╭─ Trecho dado
Dadas estas premissas, prossigamos com algo fundamental: quando o homem intelige uma essência pela primeira vez, dá-se a aquisição do inteligível por abstração das particularidades materiais individuantes, e nesta abstração o intelecto agente “ilumina” diretamente o “fantasma” (inteligível em potência) sobre a base do intelecto possível (ou seja: dessa tabula rasa que é potência para os inteligíveis, que Temístio, grande comentador de Aristóteles acolhido por Santo Tomás, denominou noûs dynamei ou noûs dynatós, distinguindo-a do noûs pathetikós — presente nominalmente na clássica passagem do De Anima, III, 5). Neste exato instante ocorre o seguinte “milagre”: o intelecto se torna uno com o inteligido em ato, e, nas palavras de Santo Tomás, o ínfimo do supremo (que é Deus) toca o supremo das coisas ínfimas (que somos nós). O erro dos intuicionistas em geral está em conceber o ato do conhecimento desconsiderando a anterioridade de todo este aparato sensitivo. Não se trata, em princípio, apenas de uma anterioridade temporal dos sentidos em relação ao intelecto — conforme apontou o meu crítico e como se fora um erro, o que veremos abaixo se procede —, mas também material-formal.
╰─
Tarefa 1
No trecho sobre o ato do conhecimento, que nomes Temístio deu ao intelecto possível?
Tarefa 2
Reescreva como tabela Markdown, com as colunas "Nº" e "Linha", somente as linhas dos registros que começam na que contém "</instance>" e terminam na que contém "positive clicks: (315, 2)", incluindo ambas e omitindo as linhas em branco.
O trecho e os registros não têm relação entre si.
╭─ Material fornecido
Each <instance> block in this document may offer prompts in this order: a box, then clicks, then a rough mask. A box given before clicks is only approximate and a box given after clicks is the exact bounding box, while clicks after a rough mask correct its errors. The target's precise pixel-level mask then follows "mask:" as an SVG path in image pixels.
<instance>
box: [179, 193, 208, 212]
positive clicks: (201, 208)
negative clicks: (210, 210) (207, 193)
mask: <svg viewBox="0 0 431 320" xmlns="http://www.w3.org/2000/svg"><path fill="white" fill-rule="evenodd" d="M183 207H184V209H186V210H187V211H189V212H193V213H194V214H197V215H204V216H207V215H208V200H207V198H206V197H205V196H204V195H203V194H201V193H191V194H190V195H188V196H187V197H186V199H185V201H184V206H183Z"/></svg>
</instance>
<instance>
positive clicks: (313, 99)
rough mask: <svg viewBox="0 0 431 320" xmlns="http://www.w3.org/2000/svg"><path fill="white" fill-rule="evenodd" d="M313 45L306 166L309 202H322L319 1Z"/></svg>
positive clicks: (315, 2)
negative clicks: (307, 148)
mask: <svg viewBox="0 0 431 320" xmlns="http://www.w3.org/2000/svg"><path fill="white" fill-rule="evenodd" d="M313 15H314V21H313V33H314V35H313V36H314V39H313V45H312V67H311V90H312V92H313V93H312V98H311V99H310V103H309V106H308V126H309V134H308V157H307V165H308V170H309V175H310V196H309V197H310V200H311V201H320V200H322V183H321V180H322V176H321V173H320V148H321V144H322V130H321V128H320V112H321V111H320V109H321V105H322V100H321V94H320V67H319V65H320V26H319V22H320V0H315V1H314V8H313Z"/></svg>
╰─
Resposta esperada 1
Noûs dynamei ou noûs dynatós.

Resposta esperada 2
| Nº | Linha |
|---|---|
| 1 | </instance> |
| 2 | <instance> |
| 3 | positive clicks: (313, 99) |
| 4 | rough mask: <svg viewBox="0 0 431 320" xmlns="http://www.w3.org/2000/svg"><path fill="white" fill-rule="evenodd" d="M313 45L306 166L309 202H322L319 1Z"/></svg> |
| 5 | positive clicks: (315, 2) |